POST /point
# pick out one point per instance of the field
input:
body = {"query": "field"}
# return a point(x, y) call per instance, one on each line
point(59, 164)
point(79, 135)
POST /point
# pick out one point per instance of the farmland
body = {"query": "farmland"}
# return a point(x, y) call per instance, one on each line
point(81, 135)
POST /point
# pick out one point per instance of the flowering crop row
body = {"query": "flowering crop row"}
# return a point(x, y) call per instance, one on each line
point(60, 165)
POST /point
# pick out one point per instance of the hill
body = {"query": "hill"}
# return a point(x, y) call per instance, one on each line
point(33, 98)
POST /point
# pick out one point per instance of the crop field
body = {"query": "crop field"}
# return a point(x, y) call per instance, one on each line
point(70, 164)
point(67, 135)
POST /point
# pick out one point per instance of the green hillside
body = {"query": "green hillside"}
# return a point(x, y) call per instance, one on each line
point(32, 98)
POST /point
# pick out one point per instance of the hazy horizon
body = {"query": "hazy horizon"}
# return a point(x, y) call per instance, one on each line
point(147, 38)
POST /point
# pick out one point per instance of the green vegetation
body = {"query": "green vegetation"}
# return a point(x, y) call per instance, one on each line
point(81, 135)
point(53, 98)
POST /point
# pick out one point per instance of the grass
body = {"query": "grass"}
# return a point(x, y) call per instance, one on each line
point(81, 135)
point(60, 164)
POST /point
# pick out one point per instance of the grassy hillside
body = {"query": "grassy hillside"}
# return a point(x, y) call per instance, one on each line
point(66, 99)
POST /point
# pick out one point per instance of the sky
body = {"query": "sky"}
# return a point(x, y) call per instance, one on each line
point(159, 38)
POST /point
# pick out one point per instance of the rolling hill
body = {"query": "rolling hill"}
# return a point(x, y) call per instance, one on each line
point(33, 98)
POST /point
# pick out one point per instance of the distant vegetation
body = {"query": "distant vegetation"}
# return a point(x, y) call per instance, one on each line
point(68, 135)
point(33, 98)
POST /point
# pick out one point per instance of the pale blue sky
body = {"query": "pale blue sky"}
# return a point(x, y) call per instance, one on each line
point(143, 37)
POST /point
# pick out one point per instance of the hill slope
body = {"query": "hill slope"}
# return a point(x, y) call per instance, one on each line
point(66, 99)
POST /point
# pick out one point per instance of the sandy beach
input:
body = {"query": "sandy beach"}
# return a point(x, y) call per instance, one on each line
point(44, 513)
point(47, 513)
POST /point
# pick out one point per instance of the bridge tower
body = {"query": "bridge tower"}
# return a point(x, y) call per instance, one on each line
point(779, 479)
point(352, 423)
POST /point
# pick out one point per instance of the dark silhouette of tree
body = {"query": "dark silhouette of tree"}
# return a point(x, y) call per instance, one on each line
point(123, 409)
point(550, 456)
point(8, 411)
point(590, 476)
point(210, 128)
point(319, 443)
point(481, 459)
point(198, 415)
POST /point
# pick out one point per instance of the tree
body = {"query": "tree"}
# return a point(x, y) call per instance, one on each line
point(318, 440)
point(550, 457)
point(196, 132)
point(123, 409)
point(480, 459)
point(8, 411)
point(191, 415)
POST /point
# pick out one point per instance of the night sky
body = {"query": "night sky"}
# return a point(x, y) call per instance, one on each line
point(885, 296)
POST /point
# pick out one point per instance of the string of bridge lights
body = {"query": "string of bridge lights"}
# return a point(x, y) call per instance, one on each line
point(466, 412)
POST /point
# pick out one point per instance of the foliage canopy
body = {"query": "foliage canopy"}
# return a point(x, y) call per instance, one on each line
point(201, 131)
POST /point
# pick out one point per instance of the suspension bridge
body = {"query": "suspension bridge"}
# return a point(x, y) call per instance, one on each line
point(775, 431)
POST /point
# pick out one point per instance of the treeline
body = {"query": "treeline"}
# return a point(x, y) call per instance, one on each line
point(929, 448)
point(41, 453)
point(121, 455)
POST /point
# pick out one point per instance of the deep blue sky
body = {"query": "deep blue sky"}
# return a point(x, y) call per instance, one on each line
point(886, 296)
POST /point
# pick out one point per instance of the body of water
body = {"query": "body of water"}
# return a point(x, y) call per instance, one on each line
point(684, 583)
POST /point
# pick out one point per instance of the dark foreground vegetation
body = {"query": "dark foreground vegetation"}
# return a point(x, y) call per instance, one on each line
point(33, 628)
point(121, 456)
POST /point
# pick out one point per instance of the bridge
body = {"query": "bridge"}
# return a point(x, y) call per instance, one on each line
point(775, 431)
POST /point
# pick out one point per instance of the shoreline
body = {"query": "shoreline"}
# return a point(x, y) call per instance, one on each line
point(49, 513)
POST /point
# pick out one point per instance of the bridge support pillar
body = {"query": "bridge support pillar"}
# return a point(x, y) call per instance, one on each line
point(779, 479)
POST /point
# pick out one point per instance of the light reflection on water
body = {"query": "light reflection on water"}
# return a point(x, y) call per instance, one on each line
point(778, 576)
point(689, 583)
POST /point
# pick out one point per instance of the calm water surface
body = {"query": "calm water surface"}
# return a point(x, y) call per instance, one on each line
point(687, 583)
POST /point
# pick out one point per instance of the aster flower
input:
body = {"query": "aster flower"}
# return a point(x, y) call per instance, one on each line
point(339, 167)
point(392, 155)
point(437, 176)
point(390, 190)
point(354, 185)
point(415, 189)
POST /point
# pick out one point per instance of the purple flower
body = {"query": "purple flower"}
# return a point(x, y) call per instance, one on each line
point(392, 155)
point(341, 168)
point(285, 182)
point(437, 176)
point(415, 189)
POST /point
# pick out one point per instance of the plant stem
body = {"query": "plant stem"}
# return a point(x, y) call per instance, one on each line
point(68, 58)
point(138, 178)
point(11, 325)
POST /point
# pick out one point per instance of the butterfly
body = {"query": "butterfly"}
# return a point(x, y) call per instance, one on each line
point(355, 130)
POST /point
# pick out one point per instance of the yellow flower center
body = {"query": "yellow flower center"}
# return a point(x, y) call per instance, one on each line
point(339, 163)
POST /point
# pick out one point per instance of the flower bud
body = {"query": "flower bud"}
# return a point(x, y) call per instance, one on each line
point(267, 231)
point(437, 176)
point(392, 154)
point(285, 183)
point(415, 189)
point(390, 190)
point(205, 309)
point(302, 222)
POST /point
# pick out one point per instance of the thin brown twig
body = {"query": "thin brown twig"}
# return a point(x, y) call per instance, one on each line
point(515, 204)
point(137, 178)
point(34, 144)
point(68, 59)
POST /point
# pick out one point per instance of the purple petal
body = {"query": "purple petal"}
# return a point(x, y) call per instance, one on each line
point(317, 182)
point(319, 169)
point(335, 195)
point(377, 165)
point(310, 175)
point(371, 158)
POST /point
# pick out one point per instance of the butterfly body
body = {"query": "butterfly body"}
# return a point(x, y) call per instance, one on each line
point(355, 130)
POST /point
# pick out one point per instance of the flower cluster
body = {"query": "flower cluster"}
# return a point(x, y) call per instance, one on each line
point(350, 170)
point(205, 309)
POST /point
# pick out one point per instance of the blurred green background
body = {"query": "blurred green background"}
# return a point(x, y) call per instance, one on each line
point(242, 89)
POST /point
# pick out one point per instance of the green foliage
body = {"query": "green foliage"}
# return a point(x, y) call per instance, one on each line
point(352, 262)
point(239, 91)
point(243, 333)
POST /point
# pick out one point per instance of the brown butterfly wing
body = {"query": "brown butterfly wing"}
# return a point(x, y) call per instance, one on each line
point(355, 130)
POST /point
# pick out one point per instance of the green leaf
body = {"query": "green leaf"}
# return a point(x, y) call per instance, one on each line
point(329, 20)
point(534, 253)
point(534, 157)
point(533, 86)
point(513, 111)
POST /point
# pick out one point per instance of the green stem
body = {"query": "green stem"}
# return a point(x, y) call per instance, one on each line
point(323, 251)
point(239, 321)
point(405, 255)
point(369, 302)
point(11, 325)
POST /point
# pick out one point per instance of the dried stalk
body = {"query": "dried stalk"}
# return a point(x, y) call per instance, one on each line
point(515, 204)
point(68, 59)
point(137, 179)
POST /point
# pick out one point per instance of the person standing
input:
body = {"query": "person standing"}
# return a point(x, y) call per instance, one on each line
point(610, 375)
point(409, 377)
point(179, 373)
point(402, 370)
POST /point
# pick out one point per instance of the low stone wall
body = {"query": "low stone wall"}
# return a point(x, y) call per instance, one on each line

• **Task requirements**:
Reproduce the stretch from the start of the rows through the line containing "point(147, 38)", both ends included, with the requests unchanged. Adjust every point coordinate in the answers by adding -37.

• **Full answer**:
POST /point
# pick out one point per instance of the field
input:
body = {"query": "field"}
# return a point(x, y) call per instance, one on each line
point(22, 127)
point(42, 98)
POST /point
# pick out one point per instance of the farmland
body = {"query": "farmland"}
# return a point(x, y) call per instance, one on each line
point(44, 98)
POST /point
# pick out one point per instance of the flowering crop row
body = {"query": "flowering crop row"}
# return a point(x, y) call per instance, one on each line
point(23, 128)
POST /point
# pick out one point per instance of the hill
body = {"query": "hill"}
# return a point(x, y) call per instance, one on each line
point(-4, 61)
POST /point
# pick out one point per instance of the crop field
body = {"query": "crop field"}
# return a point(x, y) call per instance, one on each line
point(33, 127)
point(30, 98)
POST /point
# pick out one point per instance of the green hillside
body = {"query": "green hillside"}
# return a point(x, y) call per instance, one on each line
point(-5, 61)
POST /point
# pick out one point per instance of the hazy horizon
body = {"query": "hazy horizon"}
# return a point(x, y) call per instance, one on each line
point(110, 1)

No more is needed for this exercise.